§ **Given entries**:
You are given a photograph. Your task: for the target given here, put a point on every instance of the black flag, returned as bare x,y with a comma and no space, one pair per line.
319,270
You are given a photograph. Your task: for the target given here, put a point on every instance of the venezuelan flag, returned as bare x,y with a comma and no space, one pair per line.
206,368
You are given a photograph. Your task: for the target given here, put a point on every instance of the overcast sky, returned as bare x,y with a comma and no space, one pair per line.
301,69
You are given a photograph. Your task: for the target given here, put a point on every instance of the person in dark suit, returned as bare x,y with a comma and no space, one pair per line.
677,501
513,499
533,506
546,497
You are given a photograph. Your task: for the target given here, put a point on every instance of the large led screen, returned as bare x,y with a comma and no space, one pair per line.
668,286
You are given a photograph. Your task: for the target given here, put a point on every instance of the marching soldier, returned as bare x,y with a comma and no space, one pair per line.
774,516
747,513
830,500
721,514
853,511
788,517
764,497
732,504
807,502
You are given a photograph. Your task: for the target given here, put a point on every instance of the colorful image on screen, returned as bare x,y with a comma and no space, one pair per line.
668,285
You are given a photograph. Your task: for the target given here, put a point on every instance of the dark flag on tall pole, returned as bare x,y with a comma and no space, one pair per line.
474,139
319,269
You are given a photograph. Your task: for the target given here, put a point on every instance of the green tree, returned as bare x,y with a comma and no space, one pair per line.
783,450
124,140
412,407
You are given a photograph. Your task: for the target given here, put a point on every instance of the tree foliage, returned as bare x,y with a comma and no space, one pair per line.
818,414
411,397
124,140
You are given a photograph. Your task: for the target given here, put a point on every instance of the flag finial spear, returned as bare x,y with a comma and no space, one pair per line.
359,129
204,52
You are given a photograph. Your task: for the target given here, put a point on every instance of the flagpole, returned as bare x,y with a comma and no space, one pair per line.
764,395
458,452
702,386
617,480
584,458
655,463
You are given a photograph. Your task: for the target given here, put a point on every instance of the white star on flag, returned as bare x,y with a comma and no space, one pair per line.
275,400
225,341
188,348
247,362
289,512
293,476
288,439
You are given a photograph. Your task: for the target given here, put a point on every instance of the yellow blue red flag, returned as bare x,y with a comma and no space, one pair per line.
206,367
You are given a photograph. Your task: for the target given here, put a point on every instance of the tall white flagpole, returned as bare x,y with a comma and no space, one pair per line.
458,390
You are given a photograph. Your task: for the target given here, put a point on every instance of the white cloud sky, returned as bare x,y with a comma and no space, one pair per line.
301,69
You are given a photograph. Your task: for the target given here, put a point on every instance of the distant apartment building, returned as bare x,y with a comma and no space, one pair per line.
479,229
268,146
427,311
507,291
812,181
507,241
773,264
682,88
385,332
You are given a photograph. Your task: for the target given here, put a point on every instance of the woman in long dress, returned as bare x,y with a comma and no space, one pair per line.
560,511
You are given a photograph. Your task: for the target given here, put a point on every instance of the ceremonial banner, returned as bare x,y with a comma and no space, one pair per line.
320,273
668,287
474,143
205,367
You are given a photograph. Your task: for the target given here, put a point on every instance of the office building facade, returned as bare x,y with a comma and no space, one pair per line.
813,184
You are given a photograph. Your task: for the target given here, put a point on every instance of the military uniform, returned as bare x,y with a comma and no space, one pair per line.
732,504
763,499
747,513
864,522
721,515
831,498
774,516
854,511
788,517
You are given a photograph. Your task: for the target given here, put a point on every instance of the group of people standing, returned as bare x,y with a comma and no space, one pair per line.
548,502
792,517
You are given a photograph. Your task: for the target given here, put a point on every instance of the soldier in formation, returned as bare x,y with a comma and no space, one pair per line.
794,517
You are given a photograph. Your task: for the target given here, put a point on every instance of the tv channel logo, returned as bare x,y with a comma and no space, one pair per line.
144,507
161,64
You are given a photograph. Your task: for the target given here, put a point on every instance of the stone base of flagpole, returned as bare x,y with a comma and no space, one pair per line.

§ **Given request**: Rewrite the records above, changing every occurrence of "put a point on" to "place a marker on" and leaving all other wording untouched.

§ **Answer**:
You are given a photograph. Your task: for the target given here, place a marker on every instance of the black flag, returned as bare x,y with a comma and no space, one pair per line.
319,270
You are given a photograph. Your task: for the target given here, place a marker on every instance of the venezuelan flag, returned as bare x,y with a comma and no space, one pair per line.
206,368
You are given a photograph. Your task: for the target given here, place a marker on every instance of the overcast sky, returned as bare x,y with a comma and no space, one pair per line.
301,69
You are given a photograph. Your task: for the target given here, place a marker on every instance of the person in dark suit, returned as bare x,y with a comma and no space, one pair per line.
677,501
513,499
533,506
546,497
You are given a photograph. Your task: for the target given here, place a marker on every instance of the large led screen, returned as bare x,y with a comma and no space, one pair per line.
668,286
You are given a photograph. Your task: for the target given here, place a marker on every instance of the marching soldier, returned as bare x,y with a comma and no space, one pair per line.
774,516
747,513
830,500
721,514
853,511
788,517
764,497
732,504
807,502
You are given a photograph. Your task: for the target given here, place a marker on every instance of the colorful image on screen, returned as bare x,y with a comma and no space, one pair per line.
668,285
You are given a photograph. Your task: for the target given here, place a marker on every instance of the dark flag on tall pole, returned as bare x,y with a comma and no space, one pair per line.
474,139
319,269
You are given a photograph. Your task: for the target given here, place a marker on every instance of the green tree, returned as bare x,y with a comma and no space, one pair per line.
783,450
124,140
412,407
You are given a photograph. Your task: for the target given here, place a marker on every instance of the tree foliage, returned as bare x,y with a comma and no space, one pair per line.
818,414
411,397
124,140
You are given a photograph. Your task: for the target given here, place a marker on every instance of the flag finial spear, returned as bare x,y with a comma and no space, one pair per line.
359,129
204,52
You are given a photograph. Your task: for the target given here, place a marker on every instance of the flagpole, returned as bare x,y with a comma and no space, one pair per line.
764,395
458,452
702,386
617,480
584,458
655,463
You are given a photograph. Your task: for the target given here, place a marker on every instance of the white star on flag, returned as bare x,y with a comma and no space, one pair per line.
275,400
225,341
188,348
247,362
289,512
293,476
288,439
You are given a photograph. Your task: for the target given here, place a marker on every instance of the yellow blue red flag, returned as bare x,y with a comma and no space, one pair per line.
206,367
You are given a photograph. Your task: for the target given here, place a marker on every instance of the tall white flagpole, returned as bare x,y with a comma and no space, one pair per line.
458,390
You are given a photograph. Your task: for the target given here, place a marker on every instance of the white cloud sky, returned as bare x,y with a comma and no space, one pair per line.
301,69
You are given a photograph. Your task: for the target given here, place a marker on every instance of the distant apartment building, returned as bare x,y with a comma and no space, one pair per line.
479,229
268,146
427,311
507,291
812,181
507,241
773,264
682,88
385,332
You are given a photograph. Your task: for the target given here, place a marker on every instance of the woman in long dress, returned as bare x,y with a comma and no space, one pair per line.
560,511
You are given a photograph. Your task: for the target given here, place a marker on every instance of the ceremonial banner, returned as bare x,y with a comma and no space, one pair per line.
320,273
668,287
474,143
205,367
You are given a photograph. Your task: for the target given here, place a marker on every instance of the office building facade, returned as bare x,y with a comma and no space, one pair per line.
813,184
You are given a photograph. Your task: for the target given here, place a marker on every instance of the military uniform, returned as bare x,y with a comma and no space, one pair per line.
732,504
763,499
747,513
864,522
721,515
831,498
774,516
854,511
788,517
You are given a photograph. Your task: for the target given here, place a marker on every instance of the group of people standing, returned as bare x,y with a comma and no space, one pair per line.
548,502
792,517
You are given a photograph. Your task: for the target given here, place a marker on every instance of the soldier in formation, returned as bare x,y with a comma and no space, one pair per line.
794,517
You are given a photograph. Your task: for the target given here, place a marker on every instance of the tv channel logo, returned as bare x,y with a comma and no space, one pair per line.
144,507
161,64
You are given a photograph. Your task: for the target given here, place a marker on every instance of the stone base of flagpole, returned as bare x,y with a comma and no space, one pair per line.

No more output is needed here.